### EXTRACTED INFORMATION
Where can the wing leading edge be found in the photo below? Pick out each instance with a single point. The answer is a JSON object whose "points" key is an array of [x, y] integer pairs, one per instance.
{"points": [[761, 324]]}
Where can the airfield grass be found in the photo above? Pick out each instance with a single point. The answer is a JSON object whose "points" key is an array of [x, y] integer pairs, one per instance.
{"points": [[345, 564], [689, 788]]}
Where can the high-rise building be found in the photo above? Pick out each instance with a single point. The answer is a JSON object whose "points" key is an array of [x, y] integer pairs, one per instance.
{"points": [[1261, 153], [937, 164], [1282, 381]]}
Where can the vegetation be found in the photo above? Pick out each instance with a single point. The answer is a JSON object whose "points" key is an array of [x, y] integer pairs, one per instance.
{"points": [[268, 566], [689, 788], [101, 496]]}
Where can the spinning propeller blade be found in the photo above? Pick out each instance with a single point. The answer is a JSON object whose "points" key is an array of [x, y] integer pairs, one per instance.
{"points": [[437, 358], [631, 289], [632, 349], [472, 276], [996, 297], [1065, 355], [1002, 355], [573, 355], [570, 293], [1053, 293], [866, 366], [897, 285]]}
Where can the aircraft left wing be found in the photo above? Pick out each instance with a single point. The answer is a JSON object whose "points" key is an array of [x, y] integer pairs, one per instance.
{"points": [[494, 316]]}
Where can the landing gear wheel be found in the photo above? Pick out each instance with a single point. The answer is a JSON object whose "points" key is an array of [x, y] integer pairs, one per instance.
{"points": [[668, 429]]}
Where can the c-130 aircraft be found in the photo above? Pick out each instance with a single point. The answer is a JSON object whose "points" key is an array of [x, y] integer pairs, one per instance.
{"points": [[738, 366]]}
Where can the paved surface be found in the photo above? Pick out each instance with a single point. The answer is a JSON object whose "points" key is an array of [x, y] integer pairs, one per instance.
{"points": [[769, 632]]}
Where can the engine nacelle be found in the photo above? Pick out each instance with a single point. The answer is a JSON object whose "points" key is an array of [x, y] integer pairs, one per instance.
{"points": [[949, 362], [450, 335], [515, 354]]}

### EXERCISE GOAL
For this exercise, copy word for word the line that contains "Where can the engine" and every line after it, ending with the last line of the entries above.

### EXPECTED ANSWER
Where can the engine nacelle be found in the photo above? Pick out each instance with a single point. The answer is a JSON object whose "points" key is an array of [x, y] integer pairs, one per instance.
{"points": [[949, 362], [450, 335], [515, 354]]}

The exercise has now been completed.